Records from a data source
%%

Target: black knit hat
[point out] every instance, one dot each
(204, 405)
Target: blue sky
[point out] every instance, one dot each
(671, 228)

%%

What is required ▸ Copy out each line carrying the string "Target" from the data.

Result below ▸
Target: black knit hat
Target: blue sky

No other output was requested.